**TASK BRIEF:**
Reproduce a passage from the Sting interview word for word, beginning with the words "Do you write" and ending after "any lyrics, then?".

I’ve written a high-level post on common songwriting techniques for the writing portion of my site. Look here.
Sting (The Police)
June 11th, 2009 § 0
Sting — singer, songwriter, and bassist of The Police and solo musician — describes in detail his writing process for “Message in a Bottle.” This comes from a video interview in which Sting plays instruments to illustrate his points, so I highly recommend watching that instead of reading this!
Do you write when you’re on the road?
I’ve got lots of little boxes. I wrote “Message in a Bottle” on a bus on this [gestures to device], which is a tape recorder with a drum machine in. [presses play, and then plays "Message in a Bottle" riff on guitar along to a drum beat] …
So lets go in to “Message in a Bottle,” then. How did you write that?
Well, let’s go further back, even. I mean, as a songwriter, as a composer, you like the sound of certain chords, and I like the sound of, say, D-minor-9th. [plays chord on guitar] But I also like what follows it, which is A9. [plays chord[ And the combination is... [plays both in sequence] That’s good, I like that. Where do we take it from there? Go up to B, F#. [plays those two chords] And over two bars, you’ve got a sequence. And we start humming along. [plays chord sequence while humming melody]
So the music comes first, before any lyrics, then?
No, that’s not true. It comes from two different areas. You put your music hat on, and you sit and write a riff, and then you go away with your notepad and write lyrics to it. And sooner or later they meet. By using tape recorders, you can keep track of your ideas, because it’s all flying around your head.
So with “Message in a Bottle,” were all the bits there, did they all come at once, or did you have one bit–
No, it all happened very slowly. As I say, I had this sequence going. [plays chords again] By arpeggiating, you get the riff [plays chord sequence again with arpeggiation] So we stick it down– [reaches for drum machine]
So this is how you demoed it to the band?

**DATA LINES:**
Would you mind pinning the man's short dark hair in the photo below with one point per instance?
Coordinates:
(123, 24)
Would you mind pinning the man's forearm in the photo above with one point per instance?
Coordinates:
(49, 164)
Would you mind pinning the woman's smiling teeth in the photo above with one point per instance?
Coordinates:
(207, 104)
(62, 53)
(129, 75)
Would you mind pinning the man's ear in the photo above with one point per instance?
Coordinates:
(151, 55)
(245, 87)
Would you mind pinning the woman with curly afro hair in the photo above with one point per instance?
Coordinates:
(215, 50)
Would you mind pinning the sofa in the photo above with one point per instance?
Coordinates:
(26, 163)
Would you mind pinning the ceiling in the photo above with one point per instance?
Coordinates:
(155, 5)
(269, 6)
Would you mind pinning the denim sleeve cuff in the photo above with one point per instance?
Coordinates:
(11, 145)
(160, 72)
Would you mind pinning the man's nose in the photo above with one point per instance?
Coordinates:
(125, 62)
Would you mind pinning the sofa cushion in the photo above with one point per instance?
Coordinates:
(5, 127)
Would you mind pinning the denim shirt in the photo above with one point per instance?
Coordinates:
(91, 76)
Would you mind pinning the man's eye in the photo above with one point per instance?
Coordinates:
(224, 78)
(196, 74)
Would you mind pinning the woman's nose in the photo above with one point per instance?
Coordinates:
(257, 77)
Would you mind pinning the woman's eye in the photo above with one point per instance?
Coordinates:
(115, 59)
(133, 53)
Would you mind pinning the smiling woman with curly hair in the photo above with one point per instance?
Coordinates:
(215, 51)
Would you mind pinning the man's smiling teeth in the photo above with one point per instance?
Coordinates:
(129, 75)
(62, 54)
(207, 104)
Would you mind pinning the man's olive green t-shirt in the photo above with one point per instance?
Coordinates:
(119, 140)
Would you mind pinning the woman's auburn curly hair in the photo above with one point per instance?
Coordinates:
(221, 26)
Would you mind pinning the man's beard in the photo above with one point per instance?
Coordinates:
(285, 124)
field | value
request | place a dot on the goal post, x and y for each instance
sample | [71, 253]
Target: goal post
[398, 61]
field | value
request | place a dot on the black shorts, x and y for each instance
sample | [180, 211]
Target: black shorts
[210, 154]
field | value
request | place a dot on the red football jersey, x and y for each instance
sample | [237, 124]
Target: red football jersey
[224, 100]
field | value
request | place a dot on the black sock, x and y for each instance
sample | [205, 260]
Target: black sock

**RESPONSE:**
Do you write when you’re on the road?
I’ve got lots of little boxes. I wrote “Message in a Bottle” on a bus on this [gestures to device], which is a tape recorder with a drum machine in. [presses play, and then plays "Message in a Bottle" riff on guitar along to a drum beat] …
So lets go in to “Message in a Bottle,” then. How did you write that?
Well, let’s go further back, even. I mean, as a songwriter, as a composer, you like the sound of certain chords, and I like the sound of, say, D-minor-9th. [plays chord on guitar] But I also like what follows it, which is A9. [plays chord[ And the combination is... [plays both in sequence] That’s good, I like that. Where do we take it from there? Go up to B, F#. [plays those two chords] And over two bars, you’ve got a sequence. And we start humming along. [plays chord sequence while humming melody]
So the music comes first, before any lyrics, then?